Exercise description: For each line below that holds the word "street", make a copy.

Material for this exercise:
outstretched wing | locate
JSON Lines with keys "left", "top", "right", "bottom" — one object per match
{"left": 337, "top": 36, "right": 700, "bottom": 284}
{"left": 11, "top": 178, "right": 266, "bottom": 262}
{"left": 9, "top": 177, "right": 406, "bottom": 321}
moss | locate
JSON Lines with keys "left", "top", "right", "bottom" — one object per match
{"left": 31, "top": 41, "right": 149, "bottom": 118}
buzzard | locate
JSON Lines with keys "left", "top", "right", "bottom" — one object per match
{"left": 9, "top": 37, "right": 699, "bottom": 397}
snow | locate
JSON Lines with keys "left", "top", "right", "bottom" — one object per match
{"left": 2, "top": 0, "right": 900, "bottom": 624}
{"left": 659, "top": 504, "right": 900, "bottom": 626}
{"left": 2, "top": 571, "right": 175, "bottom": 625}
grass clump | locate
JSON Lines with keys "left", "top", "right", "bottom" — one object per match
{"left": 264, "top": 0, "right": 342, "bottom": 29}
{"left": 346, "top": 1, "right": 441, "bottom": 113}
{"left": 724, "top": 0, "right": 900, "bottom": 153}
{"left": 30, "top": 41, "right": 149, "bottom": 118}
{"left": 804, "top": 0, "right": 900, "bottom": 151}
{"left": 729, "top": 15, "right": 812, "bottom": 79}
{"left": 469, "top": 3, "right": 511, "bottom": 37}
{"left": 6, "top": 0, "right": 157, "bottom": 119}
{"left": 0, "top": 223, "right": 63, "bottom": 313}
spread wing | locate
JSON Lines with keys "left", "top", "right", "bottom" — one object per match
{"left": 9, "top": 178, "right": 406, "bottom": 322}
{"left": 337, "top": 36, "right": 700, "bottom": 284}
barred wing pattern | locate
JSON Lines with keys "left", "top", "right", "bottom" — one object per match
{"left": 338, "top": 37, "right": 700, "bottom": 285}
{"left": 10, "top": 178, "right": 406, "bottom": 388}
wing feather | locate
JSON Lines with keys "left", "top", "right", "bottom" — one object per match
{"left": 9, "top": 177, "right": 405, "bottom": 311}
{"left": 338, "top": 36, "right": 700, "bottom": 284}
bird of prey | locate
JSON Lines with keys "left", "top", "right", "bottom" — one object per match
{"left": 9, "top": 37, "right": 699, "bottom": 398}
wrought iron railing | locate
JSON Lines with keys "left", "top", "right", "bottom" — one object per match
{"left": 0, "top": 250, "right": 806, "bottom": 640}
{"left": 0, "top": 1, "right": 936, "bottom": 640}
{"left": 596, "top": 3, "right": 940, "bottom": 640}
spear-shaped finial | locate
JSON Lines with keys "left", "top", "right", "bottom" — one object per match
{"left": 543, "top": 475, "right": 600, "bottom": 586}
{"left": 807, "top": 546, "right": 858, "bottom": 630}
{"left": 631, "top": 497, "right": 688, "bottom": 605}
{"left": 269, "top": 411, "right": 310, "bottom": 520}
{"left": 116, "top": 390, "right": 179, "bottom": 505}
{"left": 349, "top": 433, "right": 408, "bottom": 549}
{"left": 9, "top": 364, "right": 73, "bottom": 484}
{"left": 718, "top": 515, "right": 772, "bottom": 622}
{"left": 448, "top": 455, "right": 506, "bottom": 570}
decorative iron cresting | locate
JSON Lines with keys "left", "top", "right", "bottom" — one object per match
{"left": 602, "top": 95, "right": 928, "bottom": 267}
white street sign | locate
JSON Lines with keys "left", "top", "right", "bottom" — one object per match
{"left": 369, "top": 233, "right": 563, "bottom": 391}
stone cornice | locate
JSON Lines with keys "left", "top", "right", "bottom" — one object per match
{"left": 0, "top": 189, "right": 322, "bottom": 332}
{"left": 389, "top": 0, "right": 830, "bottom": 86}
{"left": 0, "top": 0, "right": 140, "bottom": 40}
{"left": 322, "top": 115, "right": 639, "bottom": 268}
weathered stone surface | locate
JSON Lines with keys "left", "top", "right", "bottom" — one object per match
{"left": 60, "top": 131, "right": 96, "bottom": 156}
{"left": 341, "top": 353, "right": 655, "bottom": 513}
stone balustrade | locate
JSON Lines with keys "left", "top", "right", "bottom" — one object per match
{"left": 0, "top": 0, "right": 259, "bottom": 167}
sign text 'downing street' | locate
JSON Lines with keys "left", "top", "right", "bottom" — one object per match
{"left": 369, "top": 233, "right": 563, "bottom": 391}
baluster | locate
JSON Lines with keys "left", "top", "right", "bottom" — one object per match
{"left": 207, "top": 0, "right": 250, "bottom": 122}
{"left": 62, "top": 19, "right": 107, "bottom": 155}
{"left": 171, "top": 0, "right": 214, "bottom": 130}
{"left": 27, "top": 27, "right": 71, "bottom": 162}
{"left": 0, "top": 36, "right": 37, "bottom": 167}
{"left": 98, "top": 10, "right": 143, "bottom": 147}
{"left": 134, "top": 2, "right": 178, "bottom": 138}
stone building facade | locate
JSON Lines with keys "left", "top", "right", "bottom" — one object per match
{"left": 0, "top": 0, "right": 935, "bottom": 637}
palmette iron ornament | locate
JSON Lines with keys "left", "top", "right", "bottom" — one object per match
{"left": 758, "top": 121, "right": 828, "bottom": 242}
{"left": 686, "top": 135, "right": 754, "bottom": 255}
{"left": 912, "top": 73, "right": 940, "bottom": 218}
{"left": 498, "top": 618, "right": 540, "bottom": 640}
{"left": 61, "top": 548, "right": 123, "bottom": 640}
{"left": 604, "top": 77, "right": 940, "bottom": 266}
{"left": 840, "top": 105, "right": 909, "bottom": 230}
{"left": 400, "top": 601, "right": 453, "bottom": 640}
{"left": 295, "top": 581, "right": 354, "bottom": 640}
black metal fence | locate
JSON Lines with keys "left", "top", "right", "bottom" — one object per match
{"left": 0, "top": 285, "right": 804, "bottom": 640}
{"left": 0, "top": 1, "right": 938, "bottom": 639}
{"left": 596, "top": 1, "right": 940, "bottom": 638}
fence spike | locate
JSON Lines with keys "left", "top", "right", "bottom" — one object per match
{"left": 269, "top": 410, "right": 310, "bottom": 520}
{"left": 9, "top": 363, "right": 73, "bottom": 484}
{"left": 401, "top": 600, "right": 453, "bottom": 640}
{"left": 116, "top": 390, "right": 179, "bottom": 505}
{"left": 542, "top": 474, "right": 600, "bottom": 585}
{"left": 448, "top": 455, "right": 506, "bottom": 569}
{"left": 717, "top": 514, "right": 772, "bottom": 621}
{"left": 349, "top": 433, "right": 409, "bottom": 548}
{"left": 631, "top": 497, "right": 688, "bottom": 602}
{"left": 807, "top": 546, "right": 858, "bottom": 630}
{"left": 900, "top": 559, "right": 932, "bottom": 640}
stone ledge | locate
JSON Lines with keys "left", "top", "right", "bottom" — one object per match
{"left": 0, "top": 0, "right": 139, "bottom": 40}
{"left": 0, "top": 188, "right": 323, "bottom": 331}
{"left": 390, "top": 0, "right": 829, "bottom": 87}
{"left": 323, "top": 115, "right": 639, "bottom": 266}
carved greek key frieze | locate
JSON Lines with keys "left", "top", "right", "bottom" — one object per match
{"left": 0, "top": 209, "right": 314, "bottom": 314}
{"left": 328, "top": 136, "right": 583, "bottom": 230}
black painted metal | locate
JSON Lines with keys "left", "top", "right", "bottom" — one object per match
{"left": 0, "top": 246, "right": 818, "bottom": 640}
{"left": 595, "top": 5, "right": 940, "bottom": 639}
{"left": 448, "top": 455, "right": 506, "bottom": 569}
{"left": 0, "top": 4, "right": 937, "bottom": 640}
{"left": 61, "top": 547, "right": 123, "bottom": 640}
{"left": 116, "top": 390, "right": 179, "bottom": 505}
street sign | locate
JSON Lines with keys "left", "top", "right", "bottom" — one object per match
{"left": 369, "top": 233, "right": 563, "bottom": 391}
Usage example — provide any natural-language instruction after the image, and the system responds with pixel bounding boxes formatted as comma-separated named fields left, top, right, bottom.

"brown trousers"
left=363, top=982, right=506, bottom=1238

Result below:
white street sign | locate
sign text 'downing street' | locate
street sign | locate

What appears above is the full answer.